(CONSIGNES):
a – Répondez à ces questions d'après le texte sur le jacobin et le sans-culotte :
(i) Quelle ambition-culte définit le jacobin ?
(ii) Que devient le sans-culotte sous l'empire ?
(iii) Quel événement est présenté comme l'heure de gloire du sans-culotte ?
b – Dans le texte sur le jacobin et le sans-culotte, relevez tous les traits attribués au sans-culotte qui suivent les mots « révolutionnaire parisien ».
c – Poursuivez le texte sur le jacobin et le sans-culotte après sa dernière phrase.

(TEXTE PRÉSENTÉ):
================

Mercuriale de janvier 2008

« Le refus de la société pluraliste et ouverte n’est pas une simple aberration,
pas plus que ce refus n’est le produit d’une conjoncture économique difficile » (Zeev Sternhell)
 
           La Révolution de 1789 a fait émerger deux personnages mythiques, qui ont marqué la politique française jusqu’à nos jours. Le jacobin se définit  par une ambition-culte : la France une et indivisible. Le sans-culotte se caractérise par une personnalité-culte : c’est le révolutionnaire parisien, gouailleur, chauvin, libre-penseur, partisan du coup de force, méprisant les procédures démocratiques.
 
         Ces deux personnages sont des mythes fondateurs de la république. L’histoire de France est imprégnée de l’idée fixe de l’un et des imprécations de l’autre. Le jacobin organise le centralisme napoléonien, tandis que le sans-culotte, devenu grognard de l’empire, dévaste l’Europe. Après l’épopée napoléonienne, l’essor du libéralisme inquiète le jacobin et fait conspirer le sans-culotte. L’effondrement de 1870 les remet tous les deux au premier plan. La Commune de Paris est l’heure de gloire du sans-culotte ; la Troisième république sera celle du jacobin.

================

(ENTRÉES DE DONNÉES):
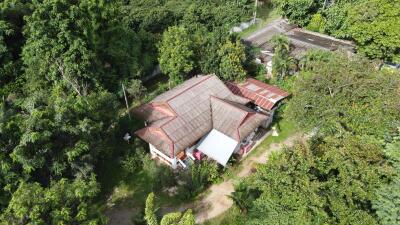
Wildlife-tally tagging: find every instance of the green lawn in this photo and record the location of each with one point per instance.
(286, 128)
(265, 14)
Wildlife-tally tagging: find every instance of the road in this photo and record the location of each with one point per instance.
(262, 36)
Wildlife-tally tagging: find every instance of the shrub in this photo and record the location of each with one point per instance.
(197, 178)
(317, 23)
(160, 176)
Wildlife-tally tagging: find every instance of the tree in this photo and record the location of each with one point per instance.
(387, 203)
(176, 53)
(232, 58)
(243, 196)
(317, 23)
(298, 11)
(375, 27)
(64, 202)
(326, 181)
(150, 211)
(362, 102)
(282, 62)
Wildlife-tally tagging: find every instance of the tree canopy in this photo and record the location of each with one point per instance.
(340, 94)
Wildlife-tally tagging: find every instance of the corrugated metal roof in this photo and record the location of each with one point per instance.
(189, 113)
(262, 94)
(218, 146)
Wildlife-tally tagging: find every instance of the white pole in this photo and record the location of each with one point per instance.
(255, 12)
(126, 101)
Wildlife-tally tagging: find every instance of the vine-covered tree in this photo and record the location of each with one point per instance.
(232, 57)
(176, 53)
(64, 202)
(387, 203)
(325, 181)
(364, 101)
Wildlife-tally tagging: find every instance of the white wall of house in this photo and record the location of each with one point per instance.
(157, 153)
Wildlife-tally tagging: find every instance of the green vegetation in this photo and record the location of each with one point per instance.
(169, 219)
(62, 116)
(374, 25)
(282, 63)
(266, 13)
(346, 173)
(62, 110)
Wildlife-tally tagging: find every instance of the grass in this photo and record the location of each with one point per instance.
(265, 14)
(231, 216)
(286, 129)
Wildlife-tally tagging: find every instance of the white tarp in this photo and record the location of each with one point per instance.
(217, 146)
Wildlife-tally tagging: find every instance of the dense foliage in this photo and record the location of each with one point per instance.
(62, 66)
(374, 25)
(346, 95)
(347, 172)
(387, 203)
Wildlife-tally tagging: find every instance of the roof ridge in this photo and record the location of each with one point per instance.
(226, 102)
(204, 78)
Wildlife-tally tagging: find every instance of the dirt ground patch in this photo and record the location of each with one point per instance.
(216, 201)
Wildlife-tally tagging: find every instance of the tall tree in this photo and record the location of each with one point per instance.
(387, 204)
(327, 181)
(362, 102)
(232, 57)
(375, 27)
(176, 53)
(64, 202)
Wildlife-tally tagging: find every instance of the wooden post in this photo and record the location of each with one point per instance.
(126, 101)
(255, 12)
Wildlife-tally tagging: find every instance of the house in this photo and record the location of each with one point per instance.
(200, 117)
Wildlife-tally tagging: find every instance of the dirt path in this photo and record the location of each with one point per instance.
(216, 201)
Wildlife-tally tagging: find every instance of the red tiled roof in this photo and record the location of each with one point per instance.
(264, 95)
(180, 117)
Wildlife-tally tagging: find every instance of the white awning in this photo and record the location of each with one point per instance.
(217, 146)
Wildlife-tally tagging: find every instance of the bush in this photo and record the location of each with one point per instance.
(317, 23)
(197, 178)
(133, 161)
(160, 176)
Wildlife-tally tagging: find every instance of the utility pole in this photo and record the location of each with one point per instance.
(255, 12)
(126, 101)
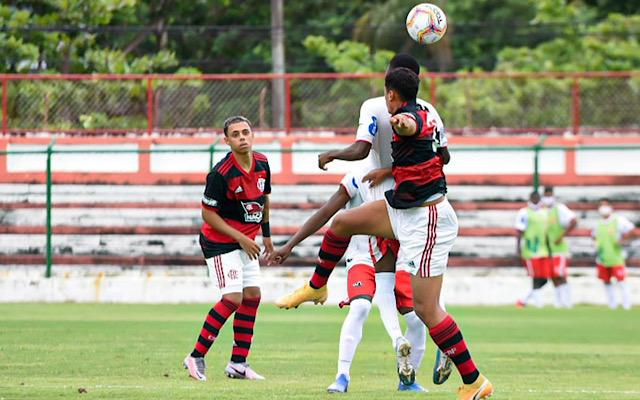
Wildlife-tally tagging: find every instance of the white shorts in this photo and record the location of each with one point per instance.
(362, 250)
(233, 271)
(426, 235)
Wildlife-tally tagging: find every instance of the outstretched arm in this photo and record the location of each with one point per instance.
(355, 151)
(339, 199)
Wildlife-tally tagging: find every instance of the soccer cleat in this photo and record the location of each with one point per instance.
(442, 368)
(242, 371)
(406, 372)
(301, 295)
(196, 367)
(480, 389)
(341, 385)
(415, 387)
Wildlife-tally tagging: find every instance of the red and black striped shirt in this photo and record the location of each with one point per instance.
(238, 196)
(417, 166)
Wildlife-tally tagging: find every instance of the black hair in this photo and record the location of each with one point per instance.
(234, 120)
(403, 81)
(402, 60)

================

(RÉPONSES):
a –
(i) La France une et indivisible.
(ii) Il devient grognard de l'empire et dévaste l'Europe.
(iii) La Commune de Paris.

b –
- gouailleur
- chauvin
- libre-penseur
- partisan du coup de force
- méprisant les procédures démocratiques

c –
             Chaque siècle semble générer de nouveaux clivages politiques. Le XIXème siècle avait partagé les identités politiques entre républicains, bonapartistes, légitimistes et orléanistes. Jusqu’en 1871, jacobins et sans-culottes étaient unis dans le camp républicain.
            La Commune de Paris, le boulangisme et l’affaire Dreyfus brouillent les cartes. Les notions de gauche et de droite s’imposent. Elles vont dominer tout le XXème siècle. Les jacobins se répartissent dans tous les partis gouvernementaux, avec néanmoins pour référence le Parti Radical de Gambetta et de Clémenceau. Le socialisme putschiste des sans-culottes projette les uns vers l’extrême gauche communiste, les autres vers le fascisme.
            Depuis les années 1960, les révolutions technologiques et la globalisation des échanges bousculent les classifications habituelles, ce qui provoque des retours aux sources. A droite le Front National, fier de ses racines plébéiennes, revendique l’esprit de Valmy. La fin du communisme soviétique favorise la constitution d’un pôle républicain, où jacobins et sans-culottes se retrouvent.
           Les vieux frères, éparpillés par les cloisonnements droite-gauche, avancent des mots d’ordre communs, qui sont autant de signes de reconnaissance. L'a
nti-mondialisme et l'anti-communautarisme correspondent au chauvinisme des uns, au souci d'unité de la république des autres. L'antilibéralisme est lié à la revendication égalitaire des uns, au sens de l'État des autres. Les retrouvailles des sans-culottes et des jacobins, transgressant les frontières droite-gauche, ont été bruyamment scellées par le vote Non au traité constitutionnel européen en 2005.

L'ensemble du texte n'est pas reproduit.